◆ Selection ◆

•••

If there's one thing Kurt Wagner absolutely doesn't need, it's a flood of auto-tune on his voice.
I still remember when I first listened to “Is a woman”: it felt like listening to Barry White after a course on stylistic manners and a round of tranquilizers. A voice capable of unlocking the driest hearts.
Yet Flotus (For Love Often Turns Us Still), the new Lambchop album, is completely permeated by this much maligned technique.
A practice that starts as a joke, eventually becoming the aesthetic hallmark of the new American hip-hop school, that of Kendrick Lamar and Kanye West. T-Pain even made a pretty grotesque app out of it years ago. For years I have been pondering this blessed auto-tune, which over time I have defined, in a bipolar triumph: “the real novelty of this contemporaneity” and “good stuff for Neapolitan neomelodics.”
Wagner has decided to give the first truth a chance and maybe, for the first time, we find ourselves dealing with this transmigration from the rap scene, always looked at as a sort of second-rate stuff, to pure songwriting.
Pure songwriting that doesn’t lack, as always, the intimate and the political (if you have a politically active wife, it's almost a given). Words are never tossed around randomly.

•••

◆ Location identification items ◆
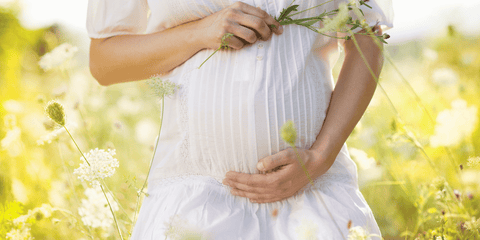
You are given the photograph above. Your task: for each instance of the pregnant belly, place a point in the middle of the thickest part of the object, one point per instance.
(233, 124)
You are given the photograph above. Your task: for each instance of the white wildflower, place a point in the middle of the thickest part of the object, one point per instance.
(338, 22)
(95, 211)
(357, 233)
(102, 165)
(161, 87)
(57, 56)
(55, 134)
(444, 76)
(307, 230)
(454, 124)
(473, 162)
(180, 229)
(19, 234)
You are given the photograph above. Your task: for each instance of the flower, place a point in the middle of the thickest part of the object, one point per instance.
(357, 233)
(473, 162)
(95, 211)
(162, 88)
(444, 76)
(57, 56)
(307, 230)
(454, 124)
(338, 22)
(56, 112)
(55, 134)
(98, 165)
(289, 133)
(19, 234)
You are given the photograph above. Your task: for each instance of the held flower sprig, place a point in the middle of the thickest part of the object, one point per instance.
(342, 22)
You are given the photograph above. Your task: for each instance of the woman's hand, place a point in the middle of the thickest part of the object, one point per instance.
(284, 177)
(246, 22)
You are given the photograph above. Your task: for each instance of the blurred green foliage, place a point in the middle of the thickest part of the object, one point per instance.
(410, 198)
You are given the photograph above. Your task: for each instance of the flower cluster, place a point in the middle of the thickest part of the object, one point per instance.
(98, 165)
(95, 211)
(337, 22)
(454, 125)
(357, 233)
(56, 112)
(179, 229)
(57, 56)
(162, 88)
(289, 133)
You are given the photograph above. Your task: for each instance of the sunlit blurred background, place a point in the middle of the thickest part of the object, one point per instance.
(417, 147)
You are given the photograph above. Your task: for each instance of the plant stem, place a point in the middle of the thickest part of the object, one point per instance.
(151, 161)
(86, 160)
(308, 9)
(114, 217)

•••

◆ Stated task 1 ◆
What does the album title Flotus stand for in the review?
◆ Stated task 2 ◆
Please revise the stretch of rows from the line containing "of the plant" through the end of the rows, putting "flower stem" in place of "plant stem" and leaving everything else unchanged.

◆ Correct result 1 ◆
For Love Often Turns Us Still.

◆ Correct result 2 ◆
You are given the photograph above. Your task: for each instance of the flower stem, place a point in the middle of the thickest part of the object, one point per instance.
(151, 161)
(86, 160)
(308, 9)
(114, 217)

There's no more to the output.